━━ DOCUMENT SEGMENT ━━
Everything in this passage runs back to the One who walked it first. Christ is the Master we copy — and He does not ask the household to bear anything He did not bear ahead of us. He is the One who leads the way: when He sends us into hostile territory, it is not random chance, not a last-minute strategy thrown together when the better plan failed; it is precise, meticulous, holy work, and God Himself engaged in it in the flesh. And He is the Surgeon with the scalpel. The sword He brings is the cleaver that divides bone from marrow — not to wound for the sake of wounding, but to cut the cancer out so the body can be healed. The Cross is that same blade, turned first upon Himself. And He is the One who confesses us to the Father: they may take the body, but only God preserves the soul, and if Christ confesses you, the Father will not destroy you — quite the opposite. Your soul will live forever.
Private discipleship is what prepares us for public discipleship. They are not rivals. The one is the soil; the other is the fruit.
━━━
━━ RECORDS SUPPLIED ━━
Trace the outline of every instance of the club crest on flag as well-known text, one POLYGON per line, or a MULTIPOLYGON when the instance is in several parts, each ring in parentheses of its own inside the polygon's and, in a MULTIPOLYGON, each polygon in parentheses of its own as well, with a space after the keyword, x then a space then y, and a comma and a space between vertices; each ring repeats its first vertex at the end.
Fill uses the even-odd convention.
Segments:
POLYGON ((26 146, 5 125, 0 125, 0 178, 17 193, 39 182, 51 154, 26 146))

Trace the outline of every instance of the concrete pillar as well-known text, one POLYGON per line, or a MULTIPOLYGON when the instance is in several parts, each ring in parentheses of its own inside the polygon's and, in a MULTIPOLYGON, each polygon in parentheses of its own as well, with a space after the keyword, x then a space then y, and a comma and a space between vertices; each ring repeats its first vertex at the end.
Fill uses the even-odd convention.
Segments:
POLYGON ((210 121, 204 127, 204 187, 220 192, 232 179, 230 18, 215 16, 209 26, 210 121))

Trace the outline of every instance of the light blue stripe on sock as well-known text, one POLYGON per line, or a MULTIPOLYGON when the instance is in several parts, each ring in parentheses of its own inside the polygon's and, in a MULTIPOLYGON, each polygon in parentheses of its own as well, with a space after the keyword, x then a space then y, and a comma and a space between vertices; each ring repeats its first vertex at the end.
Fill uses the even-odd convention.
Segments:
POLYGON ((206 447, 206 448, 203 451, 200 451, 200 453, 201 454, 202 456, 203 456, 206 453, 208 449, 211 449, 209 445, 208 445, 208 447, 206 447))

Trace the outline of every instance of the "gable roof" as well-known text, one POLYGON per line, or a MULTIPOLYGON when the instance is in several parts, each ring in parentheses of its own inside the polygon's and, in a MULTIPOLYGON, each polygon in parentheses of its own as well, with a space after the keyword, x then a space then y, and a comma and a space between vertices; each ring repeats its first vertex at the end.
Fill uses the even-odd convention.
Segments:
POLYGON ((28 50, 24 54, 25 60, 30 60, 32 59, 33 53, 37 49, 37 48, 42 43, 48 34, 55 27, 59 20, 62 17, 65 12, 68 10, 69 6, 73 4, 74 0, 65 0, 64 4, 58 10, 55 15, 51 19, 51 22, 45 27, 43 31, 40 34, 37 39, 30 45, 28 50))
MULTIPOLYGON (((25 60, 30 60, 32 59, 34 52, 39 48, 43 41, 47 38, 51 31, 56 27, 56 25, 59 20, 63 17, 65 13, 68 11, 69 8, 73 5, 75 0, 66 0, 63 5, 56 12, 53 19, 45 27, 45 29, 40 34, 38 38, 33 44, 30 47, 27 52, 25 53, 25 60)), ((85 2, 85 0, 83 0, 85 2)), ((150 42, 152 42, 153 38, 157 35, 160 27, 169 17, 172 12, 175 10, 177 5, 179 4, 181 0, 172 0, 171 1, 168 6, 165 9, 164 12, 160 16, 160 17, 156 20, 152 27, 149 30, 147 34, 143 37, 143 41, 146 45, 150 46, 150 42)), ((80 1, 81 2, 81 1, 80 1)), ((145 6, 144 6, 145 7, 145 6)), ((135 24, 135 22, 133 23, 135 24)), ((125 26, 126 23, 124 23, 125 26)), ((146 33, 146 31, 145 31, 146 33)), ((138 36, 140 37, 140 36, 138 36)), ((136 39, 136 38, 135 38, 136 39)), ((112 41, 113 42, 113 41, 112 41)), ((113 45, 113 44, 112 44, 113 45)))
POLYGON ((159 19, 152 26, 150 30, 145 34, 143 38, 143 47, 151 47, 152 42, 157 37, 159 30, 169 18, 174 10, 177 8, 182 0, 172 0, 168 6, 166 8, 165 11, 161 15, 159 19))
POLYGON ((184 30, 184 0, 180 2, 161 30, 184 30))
━━━
━━ RECORDS SUPPLIED ━━
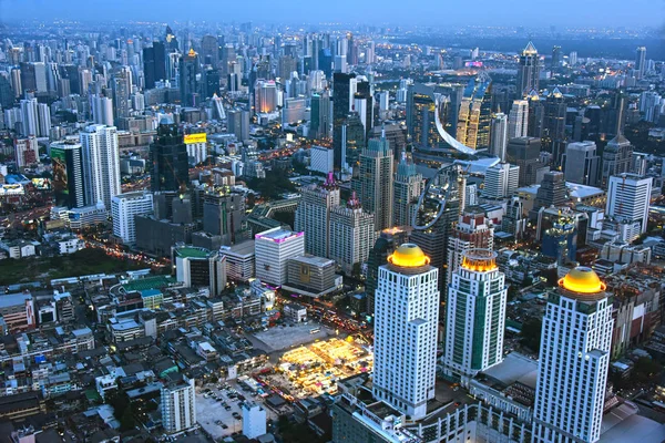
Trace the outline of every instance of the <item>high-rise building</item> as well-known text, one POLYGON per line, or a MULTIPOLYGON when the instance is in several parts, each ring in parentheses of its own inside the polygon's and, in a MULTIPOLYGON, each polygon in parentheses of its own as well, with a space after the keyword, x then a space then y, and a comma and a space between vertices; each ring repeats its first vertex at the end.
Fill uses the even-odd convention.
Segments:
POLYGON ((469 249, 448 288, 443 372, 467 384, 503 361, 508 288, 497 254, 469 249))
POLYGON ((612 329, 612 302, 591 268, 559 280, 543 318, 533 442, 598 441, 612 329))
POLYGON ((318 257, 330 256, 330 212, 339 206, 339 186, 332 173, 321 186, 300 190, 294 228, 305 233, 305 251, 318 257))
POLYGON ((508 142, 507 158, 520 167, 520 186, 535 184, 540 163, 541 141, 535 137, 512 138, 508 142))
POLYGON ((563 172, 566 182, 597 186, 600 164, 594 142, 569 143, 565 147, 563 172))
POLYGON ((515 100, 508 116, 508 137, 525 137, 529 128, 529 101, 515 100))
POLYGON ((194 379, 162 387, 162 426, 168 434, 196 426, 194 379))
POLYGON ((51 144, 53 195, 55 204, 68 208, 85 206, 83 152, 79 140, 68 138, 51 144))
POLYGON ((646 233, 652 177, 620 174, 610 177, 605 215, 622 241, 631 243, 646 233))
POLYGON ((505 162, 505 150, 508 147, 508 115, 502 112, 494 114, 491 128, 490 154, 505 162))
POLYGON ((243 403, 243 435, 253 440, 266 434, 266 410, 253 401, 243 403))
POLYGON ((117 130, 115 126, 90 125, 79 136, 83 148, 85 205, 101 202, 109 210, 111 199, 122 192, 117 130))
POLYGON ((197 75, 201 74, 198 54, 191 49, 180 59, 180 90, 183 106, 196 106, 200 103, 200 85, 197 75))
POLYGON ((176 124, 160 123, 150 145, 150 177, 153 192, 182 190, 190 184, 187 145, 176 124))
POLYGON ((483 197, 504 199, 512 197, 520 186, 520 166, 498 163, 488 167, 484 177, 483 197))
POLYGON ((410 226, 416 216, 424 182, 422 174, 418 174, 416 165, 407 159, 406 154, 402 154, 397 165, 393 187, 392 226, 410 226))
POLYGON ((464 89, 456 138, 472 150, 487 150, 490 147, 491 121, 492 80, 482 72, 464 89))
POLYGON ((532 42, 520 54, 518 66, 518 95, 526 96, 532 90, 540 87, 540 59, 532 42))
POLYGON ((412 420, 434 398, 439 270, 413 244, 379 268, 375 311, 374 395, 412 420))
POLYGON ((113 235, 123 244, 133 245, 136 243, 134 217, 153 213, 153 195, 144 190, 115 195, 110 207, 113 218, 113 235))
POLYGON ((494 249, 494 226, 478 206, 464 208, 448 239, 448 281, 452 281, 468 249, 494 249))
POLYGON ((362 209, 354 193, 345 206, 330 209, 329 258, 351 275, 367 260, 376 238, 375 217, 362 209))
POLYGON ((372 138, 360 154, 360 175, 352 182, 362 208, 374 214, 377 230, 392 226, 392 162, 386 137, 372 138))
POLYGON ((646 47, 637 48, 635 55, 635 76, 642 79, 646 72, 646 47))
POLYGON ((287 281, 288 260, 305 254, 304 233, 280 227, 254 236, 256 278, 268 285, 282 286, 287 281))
━━━
* TASKS AND EXERCISES *
1. According to the passage on discipleship, what does private discipleship prepare us for?
2. Carry on the passage on discipleship from its final sentence.
The entries have nothing to do with what follows.

* ANSWERS GIVEN *
1. Public discipleship.

2.
Communing with God in the quiet builds the confidence we will need in the open. You bear a value beyond sparrows; the Father knows you down to the count of your hairs. From that confidence — and only from that — the world's names and its lies can be welcomed and endured, even when they bring real sorrow. And so we must stop diluting our witness to keep the peace. We water ourselves down, we soften every edge, we excuse anything, so as not to offend the people we love and are desperate to keep. Jesus says: Do not do that.
Here is how the scalpel works. God privately cuts sin out of our lives through His Word, and He does so out of love. And then — healed ourselves — we are handed the blade and sent to our neighbors. If you truly love your family, you want them healed, and the only thing that heals is His blade plunged into the sin and the sickness. You cannot coerce them. You can only humble yourself, become like Christ, and endure whatever they send back. And as we learn in the quiet how Christ Himself handled confrontation, we learn how to handle it in public. So get over being non-confrontational. The confrontation does not originate from you — it comes from them, because your life confronts them. When it comes, stay true. Let every public action confess Him; the choice is binary and constant, in word and in deed, confess or deny.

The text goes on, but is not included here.